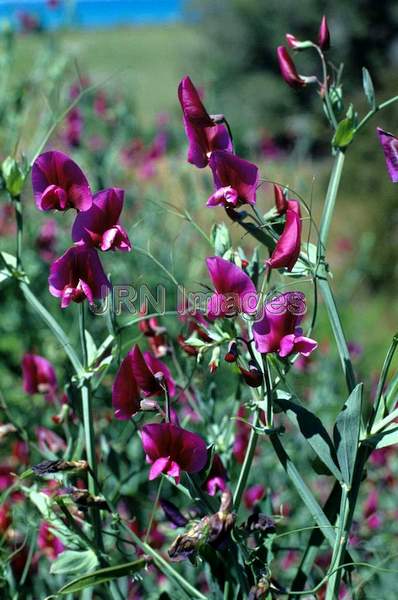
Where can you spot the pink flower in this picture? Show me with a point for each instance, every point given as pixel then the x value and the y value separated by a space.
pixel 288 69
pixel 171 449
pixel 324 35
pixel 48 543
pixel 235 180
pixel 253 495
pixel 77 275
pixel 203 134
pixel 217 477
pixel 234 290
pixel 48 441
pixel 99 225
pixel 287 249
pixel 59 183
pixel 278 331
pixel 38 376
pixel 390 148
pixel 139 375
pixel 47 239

..............................

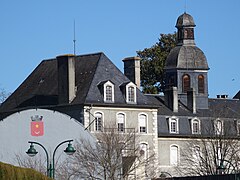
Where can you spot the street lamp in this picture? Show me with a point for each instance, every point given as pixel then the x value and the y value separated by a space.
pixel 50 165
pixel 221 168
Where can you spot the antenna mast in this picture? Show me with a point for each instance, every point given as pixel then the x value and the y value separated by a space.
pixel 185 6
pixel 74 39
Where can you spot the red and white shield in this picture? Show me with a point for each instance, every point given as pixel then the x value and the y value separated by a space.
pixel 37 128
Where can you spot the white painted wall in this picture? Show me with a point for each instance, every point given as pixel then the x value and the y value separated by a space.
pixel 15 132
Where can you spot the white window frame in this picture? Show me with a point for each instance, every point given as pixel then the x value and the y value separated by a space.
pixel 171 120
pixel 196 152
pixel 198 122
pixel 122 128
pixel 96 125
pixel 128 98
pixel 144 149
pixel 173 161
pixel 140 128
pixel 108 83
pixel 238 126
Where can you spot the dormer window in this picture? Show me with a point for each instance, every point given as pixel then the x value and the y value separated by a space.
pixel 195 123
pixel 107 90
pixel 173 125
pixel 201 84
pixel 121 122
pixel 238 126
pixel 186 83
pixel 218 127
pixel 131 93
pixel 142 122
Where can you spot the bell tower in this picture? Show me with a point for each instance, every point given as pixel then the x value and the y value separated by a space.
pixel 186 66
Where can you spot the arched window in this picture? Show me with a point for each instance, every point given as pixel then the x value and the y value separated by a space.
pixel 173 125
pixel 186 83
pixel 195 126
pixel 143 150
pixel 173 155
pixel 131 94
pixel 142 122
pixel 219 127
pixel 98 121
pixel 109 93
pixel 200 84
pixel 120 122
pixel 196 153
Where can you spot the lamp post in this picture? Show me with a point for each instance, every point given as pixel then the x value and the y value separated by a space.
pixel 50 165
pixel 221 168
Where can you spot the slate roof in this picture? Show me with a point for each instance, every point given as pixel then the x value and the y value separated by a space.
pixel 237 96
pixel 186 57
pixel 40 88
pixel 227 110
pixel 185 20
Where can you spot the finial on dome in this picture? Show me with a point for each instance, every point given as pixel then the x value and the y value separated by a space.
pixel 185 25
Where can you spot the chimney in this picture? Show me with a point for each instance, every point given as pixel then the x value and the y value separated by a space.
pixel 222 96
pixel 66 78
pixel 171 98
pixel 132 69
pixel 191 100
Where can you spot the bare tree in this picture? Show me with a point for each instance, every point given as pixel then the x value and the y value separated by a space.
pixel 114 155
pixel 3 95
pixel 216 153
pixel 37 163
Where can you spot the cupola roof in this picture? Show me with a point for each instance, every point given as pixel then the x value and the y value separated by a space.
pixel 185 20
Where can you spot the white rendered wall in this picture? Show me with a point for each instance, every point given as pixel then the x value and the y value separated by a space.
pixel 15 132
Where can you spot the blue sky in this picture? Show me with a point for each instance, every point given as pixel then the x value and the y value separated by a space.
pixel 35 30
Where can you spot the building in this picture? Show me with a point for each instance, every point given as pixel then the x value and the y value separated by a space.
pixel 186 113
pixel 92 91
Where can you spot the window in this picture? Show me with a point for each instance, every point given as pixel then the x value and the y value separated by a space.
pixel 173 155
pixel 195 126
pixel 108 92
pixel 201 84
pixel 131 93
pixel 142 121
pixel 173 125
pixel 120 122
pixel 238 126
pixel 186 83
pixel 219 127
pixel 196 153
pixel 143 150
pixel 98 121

..............................

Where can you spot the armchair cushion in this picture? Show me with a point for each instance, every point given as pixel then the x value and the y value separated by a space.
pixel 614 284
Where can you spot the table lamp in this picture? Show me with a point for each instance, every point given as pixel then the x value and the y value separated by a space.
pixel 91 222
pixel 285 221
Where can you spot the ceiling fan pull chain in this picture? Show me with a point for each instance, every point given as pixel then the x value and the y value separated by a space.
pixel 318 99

..............................

WRITTEN EXERCISE: Copy out the records again without any change, beginning with the line that contains "Where can you spot the pink" and ending after the line that contains "pixel 47 239".

ANSWER FOR THIS EXERCISE:
Where can you spot the pink flower in this picture? Show me with a point for each instance, every point given as pixel then the x value and the y value separated by a space.
pixel 288 69
pixel 171 449
pixel 324 35
pixel 48 543
pixel 235 180
pixel 253 495
pixel 77 275
pixel 203 134
pixel 217 477
pixel 234 290
pixel 48 441
pixel 99 225
pixel 287 249
pixel 59 183
pixel 278 331
pixel 38 376
pixel 390 148
pixel 139 375
pixel 47 239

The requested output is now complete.